> **Excerpted text**
───

According to Wikipedia, Jersey is "a British Crown dependency" on the Channel Islands, so technically that makes Henry Cavill (aka the new Superman) a Brit. Or a Jerseyan. Either way, he's certainly not an American. And hey, the same holds true for our current Batman (Christian Bale, Welshman), and our upcoming Spider-Man (Andrew Garfield, a Brit) is also not from the United States! What's going on here?! (Also this: Thor, a Norse God, will soon be played by an Australian.)

As the news about Mr. Cavill's newfound aversion to Krpytonite crept its way across the Twitter feeds, I noticed two strong reactions. One was from women and gay men, who said stuff like "Superman? More like Superyum!" and the other was from some folks who were outraged that a non-American actor would be asked to play the Man of Steel.

Of course, you couldn't have Superman without some degree of old-fashioned Americana -- that's part of the very fabric of the DC Comics legend -- but it seems a little ridiculous to offer the role to Americans exclusively. After all, the character is from Krypton, not Cleveland.

Hell, we just gave the world an American actor as Sherlock Holmes, and that worked out pretty well, didn't it? Here's why: Talent has no nationality. Robert Downey Jr. would be just as charming and amusing if he were born in Phoenix, France, or Finland. It seems a bit pedantic to even type this in the year 2011, but here goes: Straight actors play gay men; normal folks play true heroes; women sometimes even play men. And vice versa on all three!

Ask a loyal 007 fan if anyone but a true-blue, old-school Briton should ever play James Bond. He'd probably scoff and wave his umbrella at you. But my colorful colleague Shawn Levy reminds us that of all that actors who've played 007, we've had a Scot, a Welshman, an Irishman, an Aussie, and only a pair of Englishmen.

───

Rows from a box labeling dataset:
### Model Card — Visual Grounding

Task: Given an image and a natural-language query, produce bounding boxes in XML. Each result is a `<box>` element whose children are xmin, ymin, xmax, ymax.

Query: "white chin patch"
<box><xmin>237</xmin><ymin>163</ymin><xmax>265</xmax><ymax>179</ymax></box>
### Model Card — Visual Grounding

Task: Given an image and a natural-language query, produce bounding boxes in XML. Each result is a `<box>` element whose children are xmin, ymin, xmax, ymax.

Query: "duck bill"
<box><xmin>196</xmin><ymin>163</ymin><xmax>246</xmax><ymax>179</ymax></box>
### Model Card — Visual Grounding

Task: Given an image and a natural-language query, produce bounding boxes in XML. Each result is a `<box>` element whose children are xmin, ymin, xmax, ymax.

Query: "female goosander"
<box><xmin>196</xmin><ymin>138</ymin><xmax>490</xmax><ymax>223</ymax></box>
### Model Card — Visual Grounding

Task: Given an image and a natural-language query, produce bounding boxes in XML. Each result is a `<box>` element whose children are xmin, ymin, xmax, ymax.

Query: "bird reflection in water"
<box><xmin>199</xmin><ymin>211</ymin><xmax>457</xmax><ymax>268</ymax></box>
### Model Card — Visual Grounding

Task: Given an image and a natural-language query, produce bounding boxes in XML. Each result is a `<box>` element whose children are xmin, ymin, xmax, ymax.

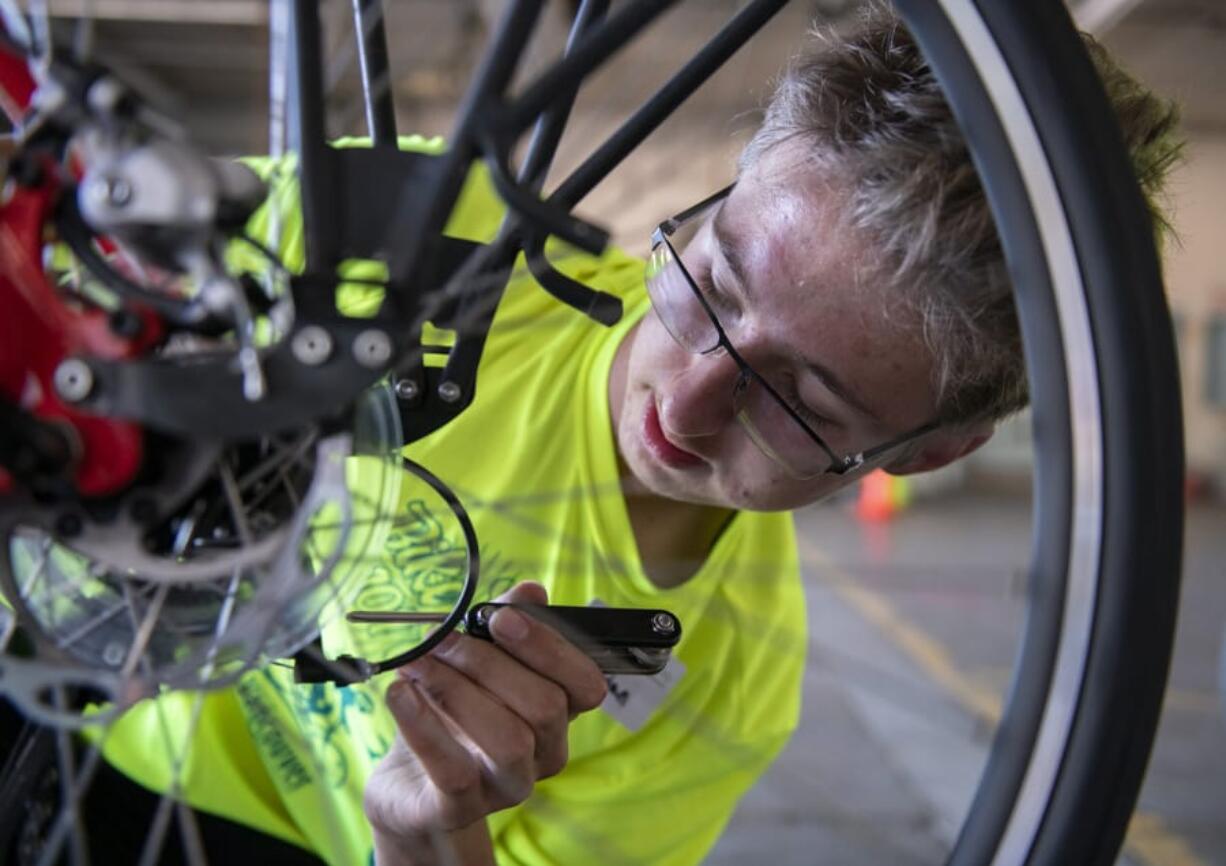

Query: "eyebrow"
<box><xmin>712</xmin><ymin>206</ymin><xmax>881</xmax><ymax>423</ymax></box>
<box><xmin>712</xmin><ymin>205</ymin><xmax>749</xmax><ymax>298</ymax></box>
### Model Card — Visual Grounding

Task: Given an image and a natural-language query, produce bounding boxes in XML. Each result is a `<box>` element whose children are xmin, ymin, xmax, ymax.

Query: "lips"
<box><xmin>642</xmin><ymin>400</ymin><xmax>705</xmax><ymax>469</ymax></box>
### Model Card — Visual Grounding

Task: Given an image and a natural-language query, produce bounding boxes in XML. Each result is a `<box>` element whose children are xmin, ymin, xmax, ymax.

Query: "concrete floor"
<box><xmin>707</xmin><ymin>496</ymin><xmax>1226</xmax><ymax>866</ymax></box>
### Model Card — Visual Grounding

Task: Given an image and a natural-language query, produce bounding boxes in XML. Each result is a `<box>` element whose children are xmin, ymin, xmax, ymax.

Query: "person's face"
<box><xmin>611</xmin><ymin>138</ymin><xmax>935</xmax><ymax>510</ymax></box>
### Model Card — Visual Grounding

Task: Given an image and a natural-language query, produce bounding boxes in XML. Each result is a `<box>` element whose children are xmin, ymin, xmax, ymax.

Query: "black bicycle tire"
<box><xmin>0</xmin><ymin>0</ymin><xmax>1182</xmax><ymax>866</ymax></box>
<box><xmin>899</xmin><ymin>0</ymin><xmax>1183</xmax><ymax>866</ymax></box>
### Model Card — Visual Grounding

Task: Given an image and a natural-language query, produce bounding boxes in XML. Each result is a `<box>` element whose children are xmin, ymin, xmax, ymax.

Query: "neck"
<box><xmin>623</xmin><ymin>466</ymin><xmax>736</xmax><ymax>589</ymax></box>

───

> **What the task asks**
Write the next part of the commentary above on Henry Cavill's casting as Superman, picking up after its last sentence.

> **Output below**
It's safe to say that we all want the best for Superman, and if DC and Warner Bros. are sold on this Cavill kid -- despite his (gasp) non-American-ness -- that's good enough for me. It goes without saying that all parties involved -- and there are dozens -- approached this particular casting with a good degree of care and specificity. (Say what you like about 'Superman Returns,' but Brandon Routh was hardly the problem in that flick.)

And if you're worried that Zack Snyder's tentatively-titled 'Superman: Man of Steel' may be woefully lacking in the American spirit that's an essential part of the Superman mystique, well, that's a concern for the director and the screenwriters, not the leading man (pictured to the right and certainly looking like a freaking superhero). Ultimately, I'm with those who believe that change is good, even when you're being careful to not tread on well-respected tradition.

Plus, we still sort of owe the British for what Kevin Costner did to Robin Hood.

But I'm just one loud guy with an opinion. You can be one too! Sound off in the poll and/or the comments section below ...

Does it bug you that the new Superman actor is not American?
Don't be daft, mate. A good actor is a good actor.353 (76.4%)
"Truth, justice, and the American way." Period.93 (20.1%)
Let's discuss this in the comments section, shall we?16 (3.5%)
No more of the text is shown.